++++ Data for the task

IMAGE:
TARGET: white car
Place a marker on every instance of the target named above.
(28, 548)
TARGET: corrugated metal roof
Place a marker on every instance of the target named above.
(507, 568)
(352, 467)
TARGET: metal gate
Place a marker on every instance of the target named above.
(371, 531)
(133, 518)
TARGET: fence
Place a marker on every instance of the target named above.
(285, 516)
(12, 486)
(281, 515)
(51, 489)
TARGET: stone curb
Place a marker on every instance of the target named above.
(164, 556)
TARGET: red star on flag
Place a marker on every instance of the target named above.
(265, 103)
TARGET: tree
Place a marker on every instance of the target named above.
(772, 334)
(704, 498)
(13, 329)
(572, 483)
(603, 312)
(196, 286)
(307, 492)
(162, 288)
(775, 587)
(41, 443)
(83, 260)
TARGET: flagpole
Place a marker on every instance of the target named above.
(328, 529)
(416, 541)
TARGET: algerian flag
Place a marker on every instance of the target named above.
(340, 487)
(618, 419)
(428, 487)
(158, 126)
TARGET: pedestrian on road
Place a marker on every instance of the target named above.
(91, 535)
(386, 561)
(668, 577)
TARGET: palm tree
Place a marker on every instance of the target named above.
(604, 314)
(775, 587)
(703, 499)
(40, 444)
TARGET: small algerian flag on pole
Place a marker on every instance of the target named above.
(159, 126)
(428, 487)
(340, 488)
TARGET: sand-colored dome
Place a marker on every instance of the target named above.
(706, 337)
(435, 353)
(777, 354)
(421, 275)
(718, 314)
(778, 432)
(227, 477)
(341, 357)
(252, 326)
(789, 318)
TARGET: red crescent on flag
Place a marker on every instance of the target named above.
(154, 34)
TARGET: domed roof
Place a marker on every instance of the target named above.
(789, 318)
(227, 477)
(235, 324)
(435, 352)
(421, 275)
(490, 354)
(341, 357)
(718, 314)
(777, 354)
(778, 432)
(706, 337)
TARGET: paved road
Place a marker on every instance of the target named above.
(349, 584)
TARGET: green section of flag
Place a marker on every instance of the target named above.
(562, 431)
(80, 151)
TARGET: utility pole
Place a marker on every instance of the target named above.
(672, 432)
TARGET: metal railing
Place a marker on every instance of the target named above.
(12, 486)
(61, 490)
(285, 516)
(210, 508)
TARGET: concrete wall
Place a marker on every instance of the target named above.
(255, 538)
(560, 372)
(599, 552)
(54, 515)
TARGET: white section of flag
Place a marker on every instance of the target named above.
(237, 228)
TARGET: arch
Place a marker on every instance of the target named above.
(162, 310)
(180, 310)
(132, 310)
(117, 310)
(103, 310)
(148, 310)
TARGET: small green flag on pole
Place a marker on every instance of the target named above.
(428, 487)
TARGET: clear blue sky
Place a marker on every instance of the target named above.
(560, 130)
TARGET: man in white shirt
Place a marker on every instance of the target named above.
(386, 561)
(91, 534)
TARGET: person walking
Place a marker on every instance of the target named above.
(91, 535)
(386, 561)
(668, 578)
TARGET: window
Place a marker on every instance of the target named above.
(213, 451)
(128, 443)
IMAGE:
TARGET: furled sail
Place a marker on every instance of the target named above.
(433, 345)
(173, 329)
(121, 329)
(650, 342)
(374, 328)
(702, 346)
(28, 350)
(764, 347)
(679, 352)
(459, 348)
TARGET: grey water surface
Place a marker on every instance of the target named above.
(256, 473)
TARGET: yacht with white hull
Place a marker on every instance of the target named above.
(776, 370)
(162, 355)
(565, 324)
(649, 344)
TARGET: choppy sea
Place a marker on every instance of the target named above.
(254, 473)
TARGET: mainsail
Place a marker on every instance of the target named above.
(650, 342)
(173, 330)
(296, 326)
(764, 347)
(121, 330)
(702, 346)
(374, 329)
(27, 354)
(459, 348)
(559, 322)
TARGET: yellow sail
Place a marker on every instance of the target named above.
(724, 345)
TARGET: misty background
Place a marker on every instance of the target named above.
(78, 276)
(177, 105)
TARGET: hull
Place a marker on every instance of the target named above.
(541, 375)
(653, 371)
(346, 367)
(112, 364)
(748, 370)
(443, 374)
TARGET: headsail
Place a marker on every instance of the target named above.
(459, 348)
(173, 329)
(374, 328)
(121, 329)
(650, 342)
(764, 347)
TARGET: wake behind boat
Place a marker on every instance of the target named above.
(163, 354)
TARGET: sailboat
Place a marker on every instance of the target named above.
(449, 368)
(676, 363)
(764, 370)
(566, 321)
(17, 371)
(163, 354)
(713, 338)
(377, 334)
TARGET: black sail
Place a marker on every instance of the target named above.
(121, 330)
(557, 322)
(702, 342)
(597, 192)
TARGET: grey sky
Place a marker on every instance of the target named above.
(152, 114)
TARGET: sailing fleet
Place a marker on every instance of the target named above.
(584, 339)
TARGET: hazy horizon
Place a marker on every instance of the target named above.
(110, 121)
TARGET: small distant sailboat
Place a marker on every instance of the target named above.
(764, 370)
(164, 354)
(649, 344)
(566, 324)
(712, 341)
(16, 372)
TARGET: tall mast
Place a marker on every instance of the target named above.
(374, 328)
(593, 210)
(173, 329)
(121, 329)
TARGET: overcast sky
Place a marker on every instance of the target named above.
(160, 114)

++++++++

• [Your goal] Reproduce the listing shown above in its entirety, exactly.

• [Written response]
IMAGE:
TARGET: white car
Place a marker on every instance of the target named above.
(28, 548)
TARGET: corrugated metal roof
Place a marker on every instance of the target named above.
(507, 568)
(352, 467)
TARGET: metal gate
Place a marker on every instance of the target named above.
(371, 531)
(133, 518)
TARGET: fence
Place a marker on every instance of the target named above.
(285, 516)
(12, 486)
(281, 515)
(51, 489)
TARGET: stone curb
Place a marker on every instance of the target named above.
(164, 556)
TARGET: red star on flag
Place a marker on every instance of the target named above.
(265, 103)
TARGET: tree
Place a marker on every instance of the target named above.
(772, 334)
(704, 498)
(13, 329)
(572, 483)
(603, 312)
(196, 286)
(307, 492)
(162, 288)
(775, 587)
(41, 443)
(83, 260)
TARGET: flagpole
Place a marker on every instance of the target named above.
(328, 529)
(416, 541)
TARGET: algerian flag
Place a marker on every instance of the target named above.
(340, 487)
(618, 419)
(428, 487)
(158, 126)
TARGET: pedestrian on road
Place a marker on every instance of the target named above.
(91, 535)
(386, 561)
(668, 577)
TARGET: palm tree
Place a marker on every instance of the target named above.
(604, 314)
(775, 587)
(703, 499)
(40, 444)
TARGET: small algerian flag on pole
Place a marker on every instance of the target named above.
(159, 126)
(428, 487)
(340, 488)
TARGET: sand-colored dome
Place a marker on every instance of the target named above.
(706, 337)
(435, 353)
(777, 354)
(421, 275)
(718, 314)
(778, 432)
(227, 477)
(341, 357)
(252, 326)
(789, 318)
TARGET: red crescent on flag
Place a marker on every instance of the target named above.
(154, 34)
TARGET: domed roof
Place a marker on every instance of the target named above.
(789, 318)
(227, 477)
(235, 324)
(435, 352)
(421, 275)
(490, 354)
(341, 357)
(718, 314)
(777, 354)
(778, 432)
(706, 337)
TARGET: paved road
Place a marker on every instance of the target named above.
(349, 584)
TARGET: green section of flag
Place a marker on every instance of the target named above.
(562, 431)
(80, 151)
TARGET: utility pole
Place a marker on every instance of the target named above.
(672, 432)
TARGET: metal railing
Place a marker on every instance of the target named above.
(12, 486)
(61, 490)
(285, 516)
(210, 508)
TARGET: concrete wall
Place a marker on every instance of the target named above.
(255, 538)
(560, 372)
(599, 552)
(54, 515)
TARGET: white section of flag
Place a marker on every instance of the target named above.
(237, 228)
TARGET: arch
Place a marker on every instance of the target named above.
(162, 310)
(180, 310)
(132, 310)
(117, 310)
(103, 310)
(148, 310)
TARGET: small green flag on pole
Place a marker on every instance of the target named above.
(428, 487)
TARGET: clear blue sky
Place a marker on every instance of the target named above.
(560, 130)
TARGET: man in white shirt
Place a marker on every instance of the target named above.
(386, 561)
(91, 534)
TARGET: person walking
Place a marker on every instance of the target named above.
(91, 535)
(386, 561)
(668, 578)
TARGET: window
Place a marker on every instance of the target named above.
(213, 451)
(128, 443)
IMAGE:
TARGET: furled sail
Place a marker on every instance of the target named above.
(433, 345)
(173, 329)
(121, 329)
(650, 342)
(374, 328)
(702, 346)
(28, 350)
(764, 347)
(679, 352)
(459, 348)
TARGET: grey water surface
Place a marker on every instance of the target named above.
(256, 473)
TARGET: yacht with white hull
Place a marker on every instance of the target named above.
(776, 370)
(162, 355)
(565, 324)
(649, 344)
TARGET: choppy sea
Place a marker on every instance of the target named above.
(254, 473)
TARGET: mainsail
Place a marker on every instance of the target named above.
(650, 342)
(173, 330)
(296, 326)
(764, 347)
(121, 330)
(702, 346)
(374, 329)
(27, 354)
(459, 348)
(559, 322)
TARGET: yellow sail
Place a marker on every instance of the target named above.
(724, 345)
TARGET: misty background
Place a marker on every instance of the target named above.
(78, 276)
(177, 105)
TARGET: hull
Place a marker on every instance of the target named above.
(541, 375)
(653, 371)
(346, 367)
(112, 364)
(748, 370)
(443, 374)
TARGET: headsail
Place a marker on every instance of the target named above.
(459, 348)
(173, 329)
(374, 328)
(121, 329)
(650, 342)
(764, 347)
TARGET: wake behind boat
Place a marker on every instance of the target named above.
(163, 354)
TARGET: sailboat
Place a marker on every instance of the target named above.
(449, 368)
(676, 363)
(764, 370)
(566, 321)
(17, 371)
(163, 354)
(713, 338)
(377, 334)
TARGET: black sail
Place a marker on every instance of the target named above.
(121, 330)
(557, 322)
(702, 342)
(597, 192)
TARGET: grey sky
Place a marker on every instance of the target named above.
(152, 114)
TARGET: sailing fleet
Place a marker on every instance of the target named above.
(584, 339)
TARGET: hazy horizon
Place a marker on every instance of the target named above.
(110, 121)
TARGET: small distant sailboat
Place a marker on every instance of the target named above.
(764, 370)
(164, 354)
(649, 344)
(566, 324)
(712, 341)
(16, 372)
TARGET: tall mast
Place a marker on every instance of the target named above.
(374, 328)
(593, 210)
(173, 329)
(121, 329)
TARGET: overcast sky
Place a marker on every instance of the target named above.
(160, 114)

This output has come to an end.